[Goal 1] Turn the paragraph of the decision that begins "On Petition for Reciprocal Discipline" into a brief list that keeps its main facts.

## start Text to read

In re Disciplinary Action Against Hawkins

Decision Date20 March 2001
Docket NumberNo. 20000233.,20000233.
Citation2001 ND 55,623 N.W.2d 431
PartiesIn the Matter of the Application for DISCIPLINARY ACTION AGAINST Allan R. HAWKINS, a Person Admitted to the Bar of the State of North Dakota. Disciplinary Board of the Supreme Court of the State of North Dakota, Petitioner, v. Allan R. Hawkins, Respondent.
CourtNorth Dakota Supreme Court

Loralyn K. Hegland, Assistant Disciplinary Counsel, Bismarck, ND, for petitioner.

Allan R. Hawkins, pro se, Scottsdale, AZ, for respondent.

PER CURIAM.

[¶ 1] On Petition for Reciprocal Discipline, Allan R. Hawkins filed objections to the report of the hearing panel before the Disciplinary Board of the North Dakota Supreme Court which recommended identical discipline to that imposed by the District Court of Midland County, Texas. Assistant disciplinary counsel also filed objections to the hearing panel's report. We impose identical concurrent discipline, suspending Hawkins from the practice of law for one year and placing him on probation for three years.

I

[¶ 2] In the mid-1970s, Hawkins was licensed to practice law in North Dakota and admitted to the North Dakota bar, serving as an Assistant State's Attorney where he handled some criminal defense matters. Hawkins currently is not licensed to practice law in North Dakota and does not intend to seek re-licensure in North Dakota. Hawkins was also licensed to practice law in Texas and admitted to the Texas bar, specializing in estate planning and taxation but also had handled some appointed criminal matters with co-counsel. In 1994, a Texas court order appointed Hawkins to represent a criminal defendant on a misdemeanor charge for possession of marijuana. Hawkins filed a Motion for Appointment of an Effective and Competent Attorney, contending he was not competent to practice criminal law and could not represent the defendant without violating Texas Disciplinary Rules of Professional Conduct. Nevertheless, on behalf of the defendant, Hawkins filed motions for a speedy trial, jury trial, production of evidence, appointment of experts, and a motion to suppress evidence. Hawkins also filed a request for a court reporter and statement of facts, as well as attending a docket call and appearing for a scheduled trial date, which was continued. When the defendant was offered a plea agreement, Hawkins sent the offer to the defendant but refused to discuss the merits of the offer or advise whether to accept the plea agreement. Hawkins then filed a second motion regarding his alleged incompetence to represent the defendant in the plea negotiations. At a hearing on the motion, the district court found Hawkins competent to represent the defendant and ordered him to continue as appointed counsel. Hawkins sent a copy of the district court order to the defendant with a letter telling the defendant:

[Judge] has decided that you are not entitled to a lawyer.

## end Text to read
## start Exercise input

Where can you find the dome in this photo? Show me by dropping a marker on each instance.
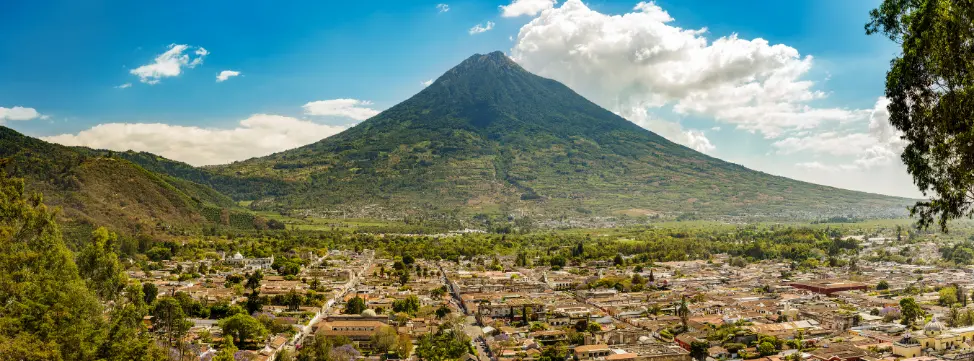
(933, 326)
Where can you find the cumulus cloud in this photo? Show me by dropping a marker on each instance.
(526, 7)
(170, 63)
(226, 74)
(349, 108)
(692, 138)
(641, 59)
(258, 135)
(477, 29)
(18, 113)
(879, 145)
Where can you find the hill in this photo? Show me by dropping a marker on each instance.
(96, 188)
(490, 138)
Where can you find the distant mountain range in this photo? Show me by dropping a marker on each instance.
(487, 138)
(97, 188)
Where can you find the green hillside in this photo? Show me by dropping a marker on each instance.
(97, 188)
(488, 137)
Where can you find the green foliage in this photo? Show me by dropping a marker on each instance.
(698, 350)
(489, 137)
(46, 310)
(99, 266)
(882, 285)
(169, 319)
(354, 306)
(910, 311)
(947, 296)
(95, 188)
(385, 339)
(931, 92)
(243, 328)
(442, 345)
(409, 305)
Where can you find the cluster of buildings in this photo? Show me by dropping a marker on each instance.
(602, 311)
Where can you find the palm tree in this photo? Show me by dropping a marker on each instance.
(683, 312)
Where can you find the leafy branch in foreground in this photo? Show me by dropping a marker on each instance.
(930, 87)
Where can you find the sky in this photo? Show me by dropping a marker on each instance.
(791, 88)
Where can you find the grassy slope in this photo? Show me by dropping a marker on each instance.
(489, 137)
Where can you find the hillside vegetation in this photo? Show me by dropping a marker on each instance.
(96, 188)
(489, 138)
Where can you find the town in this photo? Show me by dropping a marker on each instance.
(362, 305)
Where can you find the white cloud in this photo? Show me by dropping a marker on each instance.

## end Exercise input

[Goal 2] Pick out and copy each line of the entries above that contains the word "cloud".

[Complete answer 1]
- On a petition for reciprocal discipline, Allan R. Hawkins objected to a report by a hearing panel of the North Dakota Supreme Court's Disciplinary Board.
- The panel had recommended discipline identical to that imposed by the District Court of Midland County, Texas.
- Assistant disciplinary counsel also objected to the panel's report.
- The court imposes identical concurrent discipline: Hawkins is suspended from practicing law for one year and placed on probation for three years.

[Complete answer 2]
Where can you find the cumulus cloud in this photo? Show me by dropping a marker on each instance.
Where can you find the white cloud in this photo? Show me by dropping a marker on each instance.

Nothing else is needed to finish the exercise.